By Ted Hesson
WASHINGTON (Reuters) – The United States will expand an online asylum registration system in the hopes migrants will apply remotely amid “unprecedented” border arrivals, Homeland Security Secretary Alejandro Mayorkas said on Thursday.
The online system allows people to register to apply for asylum from phones or computers, an option that could reduce the number of migrants trekking to the U.S.-Mexico border but has yet to be tested broadly.
U.S. President Joe Biden, a Democrat who took office nearly seven months ago, vowed to reverse many of the restrictive immigration policies put in place by his Republican predecessor, former President Donald Trump. But Biden’s administration has struggled to deal with an increase in border arrests, which reached 20-year highs in recent months.
The online asylum registration system was used earlier this year to process thousands of migrants who had been forced to wait in Mexico, often in squalid or dangerous conditions, under a Trump program known as the Migrant Protection Protocols (MPP).
Mayorkas, speaking at a news conference in south Texas, did not provide details about which asylum seekers would be eligible to use the online system, but said further asylum changes would be announced in the coming days.

▸ **Supplied records**
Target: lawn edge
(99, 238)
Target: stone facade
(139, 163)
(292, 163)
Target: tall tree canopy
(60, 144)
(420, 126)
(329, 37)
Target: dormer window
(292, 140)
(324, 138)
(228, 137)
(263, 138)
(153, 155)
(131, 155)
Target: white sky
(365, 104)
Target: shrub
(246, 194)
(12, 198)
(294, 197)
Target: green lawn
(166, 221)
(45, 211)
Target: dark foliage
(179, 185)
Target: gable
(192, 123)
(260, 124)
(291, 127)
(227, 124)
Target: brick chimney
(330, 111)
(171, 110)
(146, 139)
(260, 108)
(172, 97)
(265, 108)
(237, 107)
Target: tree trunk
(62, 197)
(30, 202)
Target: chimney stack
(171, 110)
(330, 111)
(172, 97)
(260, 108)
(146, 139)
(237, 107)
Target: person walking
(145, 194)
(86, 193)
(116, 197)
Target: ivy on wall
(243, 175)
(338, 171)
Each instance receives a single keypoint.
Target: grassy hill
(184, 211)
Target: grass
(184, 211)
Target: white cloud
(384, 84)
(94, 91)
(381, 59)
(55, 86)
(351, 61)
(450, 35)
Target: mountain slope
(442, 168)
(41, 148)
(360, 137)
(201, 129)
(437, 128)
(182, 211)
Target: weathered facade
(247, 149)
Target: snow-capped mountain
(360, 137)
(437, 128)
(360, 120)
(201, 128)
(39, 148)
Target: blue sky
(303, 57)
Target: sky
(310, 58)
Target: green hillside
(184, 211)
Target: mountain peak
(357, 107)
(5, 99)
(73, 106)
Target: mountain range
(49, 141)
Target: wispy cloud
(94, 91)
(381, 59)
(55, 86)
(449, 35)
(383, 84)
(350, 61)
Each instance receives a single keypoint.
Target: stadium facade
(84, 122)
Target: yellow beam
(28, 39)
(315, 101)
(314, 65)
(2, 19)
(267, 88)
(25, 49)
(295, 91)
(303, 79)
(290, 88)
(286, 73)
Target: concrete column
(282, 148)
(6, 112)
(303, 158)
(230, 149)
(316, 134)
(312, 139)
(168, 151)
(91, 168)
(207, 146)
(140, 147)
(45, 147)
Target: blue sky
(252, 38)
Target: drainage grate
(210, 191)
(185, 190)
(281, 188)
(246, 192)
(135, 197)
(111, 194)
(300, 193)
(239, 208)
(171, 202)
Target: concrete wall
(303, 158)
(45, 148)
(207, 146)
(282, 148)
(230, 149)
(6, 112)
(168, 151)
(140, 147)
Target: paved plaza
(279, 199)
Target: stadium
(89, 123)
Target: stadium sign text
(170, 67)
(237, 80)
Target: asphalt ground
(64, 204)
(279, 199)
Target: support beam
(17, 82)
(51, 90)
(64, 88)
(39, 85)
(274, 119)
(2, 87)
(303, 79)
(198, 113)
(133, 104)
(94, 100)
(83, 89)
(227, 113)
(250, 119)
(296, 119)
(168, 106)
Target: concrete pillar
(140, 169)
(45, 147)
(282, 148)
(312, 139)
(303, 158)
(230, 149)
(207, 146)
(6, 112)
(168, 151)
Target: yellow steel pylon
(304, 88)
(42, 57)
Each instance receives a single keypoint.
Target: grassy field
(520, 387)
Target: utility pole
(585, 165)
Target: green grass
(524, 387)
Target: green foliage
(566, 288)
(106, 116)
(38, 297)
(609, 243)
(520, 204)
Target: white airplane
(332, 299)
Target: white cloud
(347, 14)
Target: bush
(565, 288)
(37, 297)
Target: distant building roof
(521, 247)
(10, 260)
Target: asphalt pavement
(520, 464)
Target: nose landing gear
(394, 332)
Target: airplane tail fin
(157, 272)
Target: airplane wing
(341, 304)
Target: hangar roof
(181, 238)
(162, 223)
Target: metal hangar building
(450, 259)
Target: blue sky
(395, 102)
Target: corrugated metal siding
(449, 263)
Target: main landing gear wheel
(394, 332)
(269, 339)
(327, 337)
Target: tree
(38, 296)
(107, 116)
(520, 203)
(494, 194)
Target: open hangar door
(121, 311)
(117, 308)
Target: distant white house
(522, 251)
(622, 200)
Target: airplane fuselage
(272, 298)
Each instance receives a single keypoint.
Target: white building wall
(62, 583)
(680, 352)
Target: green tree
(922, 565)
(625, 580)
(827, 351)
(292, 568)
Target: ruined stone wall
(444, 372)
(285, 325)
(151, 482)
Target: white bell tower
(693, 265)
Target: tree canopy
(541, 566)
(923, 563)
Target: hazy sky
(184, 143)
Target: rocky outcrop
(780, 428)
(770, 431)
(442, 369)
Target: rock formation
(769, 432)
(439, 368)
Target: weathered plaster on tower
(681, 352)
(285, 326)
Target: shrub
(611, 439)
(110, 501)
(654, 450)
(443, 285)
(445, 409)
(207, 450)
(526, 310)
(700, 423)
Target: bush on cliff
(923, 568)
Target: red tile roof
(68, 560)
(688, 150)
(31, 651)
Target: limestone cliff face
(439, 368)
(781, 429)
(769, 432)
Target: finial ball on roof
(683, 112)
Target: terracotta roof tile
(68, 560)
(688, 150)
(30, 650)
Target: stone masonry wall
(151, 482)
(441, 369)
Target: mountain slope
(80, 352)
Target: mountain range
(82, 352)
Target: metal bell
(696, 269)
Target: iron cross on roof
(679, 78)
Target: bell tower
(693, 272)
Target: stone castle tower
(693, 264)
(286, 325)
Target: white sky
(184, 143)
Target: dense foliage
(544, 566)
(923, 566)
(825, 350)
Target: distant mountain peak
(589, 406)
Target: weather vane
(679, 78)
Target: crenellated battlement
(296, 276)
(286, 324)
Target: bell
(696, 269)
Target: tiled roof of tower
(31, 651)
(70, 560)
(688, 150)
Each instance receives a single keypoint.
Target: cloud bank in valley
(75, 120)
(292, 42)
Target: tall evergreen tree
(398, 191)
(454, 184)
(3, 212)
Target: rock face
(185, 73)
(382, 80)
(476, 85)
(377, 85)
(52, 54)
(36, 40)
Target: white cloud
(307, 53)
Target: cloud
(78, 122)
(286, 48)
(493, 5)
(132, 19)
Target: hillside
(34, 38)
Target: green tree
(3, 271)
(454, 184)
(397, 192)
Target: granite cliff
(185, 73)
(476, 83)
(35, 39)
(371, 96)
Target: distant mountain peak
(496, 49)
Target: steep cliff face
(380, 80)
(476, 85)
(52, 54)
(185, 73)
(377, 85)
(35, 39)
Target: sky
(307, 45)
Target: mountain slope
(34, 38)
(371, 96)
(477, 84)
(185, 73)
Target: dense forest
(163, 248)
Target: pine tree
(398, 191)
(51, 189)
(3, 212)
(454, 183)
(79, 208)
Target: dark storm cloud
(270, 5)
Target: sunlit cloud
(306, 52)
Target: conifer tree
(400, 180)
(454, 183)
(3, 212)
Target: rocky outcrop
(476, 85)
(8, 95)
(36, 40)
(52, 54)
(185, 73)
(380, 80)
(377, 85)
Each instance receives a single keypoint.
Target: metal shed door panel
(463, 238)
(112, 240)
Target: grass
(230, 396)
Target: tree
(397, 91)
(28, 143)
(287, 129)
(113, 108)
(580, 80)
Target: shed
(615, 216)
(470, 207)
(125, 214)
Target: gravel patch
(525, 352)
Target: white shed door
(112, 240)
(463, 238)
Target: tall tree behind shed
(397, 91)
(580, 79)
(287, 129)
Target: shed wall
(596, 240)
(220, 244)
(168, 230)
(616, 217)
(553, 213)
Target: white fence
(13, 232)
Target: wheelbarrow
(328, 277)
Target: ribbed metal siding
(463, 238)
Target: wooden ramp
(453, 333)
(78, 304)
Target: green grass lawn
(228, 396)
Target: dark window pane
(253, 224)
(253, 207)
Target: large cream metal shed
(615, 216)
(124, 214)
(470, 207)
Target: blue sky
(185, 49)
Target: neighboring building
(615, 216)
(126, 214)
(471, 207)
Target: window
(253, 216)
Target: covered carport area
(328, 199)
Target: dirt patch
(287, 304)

▸ **What you should do**
Extend the news article on the online asylum registration system, picking up after its final sentence. These records have nothing to do with the news article above them.

▸ **Response area**
U.S. border agents made nearly 200,000 arrests for illegal entry at the southern border in July, the highest monthly total since March 2000. Border arrests typically taper off in the hotter summer months, but the July tally represents a 12 percent increase over June.
“We are encountering an unprecedented number of migrants in between the ports of entry at our southern border,” Mayorkas said.
Earlier in the day, a group of elected officials in south Texas who met with Mayorkas criticized Biden’s handling of the border, saying incoming migrants were straining their communities during the pandemic.
“Whatever system they’re using is broken,” Laredo Mayor Pete Saenz, a Democrat said of Biden’s approach. “It needs fixing.”